→ **WORK INSTRUCTIONS**
Swap "pale purple" for "light violet" everywhere in the material below, and return it with nothing else changed.

→ **WORKING DATA**

___

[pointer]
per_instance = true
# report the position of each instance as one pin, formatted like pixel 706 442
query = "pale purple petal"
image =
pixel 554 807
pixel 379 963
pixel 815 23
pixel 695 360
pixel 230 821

___

→ **OUTPUT OF THE TASK**
[pointer]
per_instance = true
# report the position of each instance as one pin, formatted like pixel 706 442
query = "light violet petal"
image =
pixel 554 807
pixel 379 963
pixel 815 23
pixel 695 360
pixel 230 821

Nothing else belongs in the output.